YOUR TASK:
Find the string "logo" in the records. Copy each line that has it.

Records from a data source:
>>>
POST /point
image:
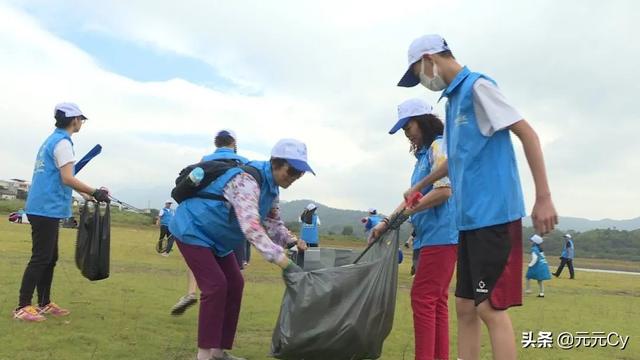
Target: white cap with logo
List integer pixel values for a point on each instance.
(408, 109)
(294, 151)
(69, 110)
(426, 44)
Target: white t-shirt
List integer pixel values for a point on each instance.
(63, 153)
(493, 112)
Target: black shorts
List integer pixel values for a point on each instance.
(490, 265)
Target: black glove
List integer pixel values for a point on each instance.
(292, 267)
(101, 195)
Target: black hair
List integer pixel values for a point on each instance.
(430, 127)
(277, 163)
(62, 121)
(446, 54)
(223, 139)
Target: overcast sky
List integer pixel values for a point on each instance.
(158, 78)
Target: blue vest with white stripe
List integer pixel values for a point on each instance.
(48, 196)
(210, 223)
(434, 226)
(568, 252)
(309, 232)
(482, 169)
(225, 153)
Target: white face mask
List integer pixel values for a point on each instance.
(435, 83)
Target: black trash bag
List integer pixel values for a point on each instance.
(93, 243)
(339, 313)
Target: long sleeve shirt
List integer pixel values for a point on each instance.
(243, 193)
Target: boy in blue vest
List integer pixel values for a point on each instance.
(486, 191)
(538, 267)
(49, 200)
(164, 218)
(566, 258)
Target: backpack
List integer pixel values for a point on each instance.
(213, 169)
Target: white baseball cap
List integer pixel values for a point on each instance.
(408, 109)
(69, 110)
(426, 44)
(536, 239)
(294, 151)
(227, 132)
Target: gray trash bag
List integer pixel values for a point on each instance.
(320, 258)
(339, 313)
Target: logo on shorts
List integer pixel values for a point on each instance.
(482, 287)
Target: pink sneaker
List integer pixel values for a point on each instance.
(53, 309)
(28, 313)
<<<
THE ANSWER:
Target: white cap with logo
Target: logo on shorts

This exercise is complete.